**To be done:** Copy every entry below line for line, without changing any characters. Leave out the picture lines.

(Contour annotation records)
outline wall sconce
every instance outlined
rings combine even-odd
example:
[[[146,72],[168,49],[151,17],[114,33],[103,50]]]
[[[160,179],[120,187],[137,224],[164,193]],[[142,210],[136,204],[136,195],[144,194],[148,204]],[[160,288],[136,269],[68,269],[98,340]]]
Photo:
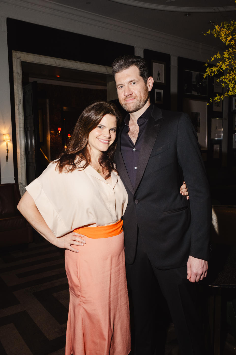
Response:
[[[10,141],[10,136],[9,136],[8,133],[7,133],[6,134],[4,134],[3,135],[3,141],[5,142],[7,144],[7,151],[6,152],[6,153],[7,153],[7,155],[6,157],[6,160],[7,161],[8,160],[8,154],[9,153],[9,151],[8,150],[8,143],[7,142],[8,141]]]

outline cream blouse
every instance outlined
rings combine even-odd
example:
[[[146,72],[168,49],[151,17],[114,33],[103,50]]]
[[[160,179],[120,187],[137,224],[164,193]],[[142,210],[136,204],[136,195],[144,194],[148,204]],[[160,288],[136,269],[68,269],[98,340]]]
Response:
[[[50,163],[25,188],[56,237],[80,227],[106,225],[121,219],[128,195],[116,173],[105,180],[90,165],[59,173],[56,165]]]

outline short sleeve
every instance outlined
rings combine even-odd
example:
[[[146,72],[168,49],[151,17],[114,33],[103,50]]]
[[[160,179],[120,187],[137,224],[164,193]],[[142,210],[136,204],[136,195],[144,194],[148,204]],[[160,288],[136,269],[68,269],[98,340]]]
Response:
[[[72,230],[71,226],[66,225],[63,216],[58,212],[54,201],[53,195],[56,192],[54,181],[49,176],[50,171],[45,171],[39,178],[36,179],[26,186],[25,189],[33,199],[36,206],[50,229],[56,237],[61,236]],[[42,185],[45,180],[48,190],[48,184],[51,185],[50,193],[46,194]],[[54,185],[53,186],[53,185]],[[56,190],[56,191],[55,191]],[[49,195],[48,196],[48,195]]]

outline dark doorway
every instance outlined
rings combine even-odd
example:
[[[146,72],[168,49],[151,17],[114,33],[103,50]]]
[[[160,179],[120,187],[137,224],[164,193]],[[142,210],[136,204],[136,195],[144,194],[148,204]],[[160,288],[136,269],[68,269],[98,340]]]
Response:
[[[107,100],[108,87],[113,78],[109,74],[28,62],[22,63],[22,70],[23,87],[31,86],[33,82],[37,88],[31,118],[34,127],[31,131],[35,134],[28,140],[37,158],[34,160],[35,173],[27,174],[29,184],[68,144],[85,107],[94,101]],[[24,111],[30,108],[25,106]]]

**Right answer:**
outline wall sconce
every instance outlined
rings combine even-odd
example:
[[[146,72],[168,49],[151,17],[114,33],[103,50]]]
[[[160,179],[120,187],[137,224],[164,193]],[[142,210],[136,204],[136,195],[144,194],[148,204]],[[160,288],[136,269],[68,269],[98,340]]]
Photo:
Response:
[[[10,141],[10,136],[9,136],[8,133],[7,133],[6,134],[4,134],[3,135],[3,141],[5,142],[7,144],[7,151],[6,152],[6,153],[7,153],[7,155],[6,157],[6,160],[7,161],[8,160],[8,154],[9,153],[9,151],[8,150],[8,143],[7,142],[8,141]]]

outline cream blouse
every instance outlined
rings combine even-odd
example:
[[[146,72],[168,49],[151,17],[114,33],[103,50]]]
[[[160,179],[120,187],[137,224],[164,193]],[[142,210],[136,204],[136,195],[144,194],[148,204]],[[160,288],[136,269],[68,269],[98,340]]]
Response:
[[[50,163],[25,188],[56,237],[80,227],[106,225],[121,219],[128,195],[116,173],[105,180],[90,165],[59,173],[56,165]]]

outline short sleeve
every instance outlined
rings combine even-odd
example:
[[[146,72],[168,49],[151,17],[114,33],[103,50]]]
[[[160,179],[120,187],[137,224],[164,193]],[[142,210],[136,204],[136,195],[144,194],[148,204]],[[160,288],[136,269],[68,269],[98,340]]]
Response:
[[[72,230],[71,226],[66,225],[63,216],[58,212],[54,201],[53,195],[56,192],[54,181],[49,176],[50,171],[45,171],[39,178],[36,179],[26,186],[25,189],[33,199],[36,206],[50,229],[56,237],[61,236]],[[42,185],[45,180],[48,190],[48,184],[51,185],[50,193],[46,194]],[[54,185],[53,186],[53,185]],[[56,190],[56,191],[55,191]],[[49,195],[48,196],[48,195]]]

outline dark doorway
every instance outlined
rings combine even-odd
example:
[[[146,72],[168,49],[151,17],[114,33],[103,50]]]
[[[160,179],[120,187],[137,224],[164,193]],[[142,210],[136,204],[136,195],[144,194],[148,204]],[[160,288],[136,269],[68,269],[98,340]]]
Response:
[[[107,100],[108,87],[113,78],[109,74],[28,62],[22,63],[22,70],[23,87],[31,86],[33,82],[37,88],[31,118],[34,127],[31,131],[35,134],[28,140],[37,158],[34,160],[35,173],[27,174],[29,184],[68,144],[85,107],[94,101]],[[24,111],[30,108],[25,106]]]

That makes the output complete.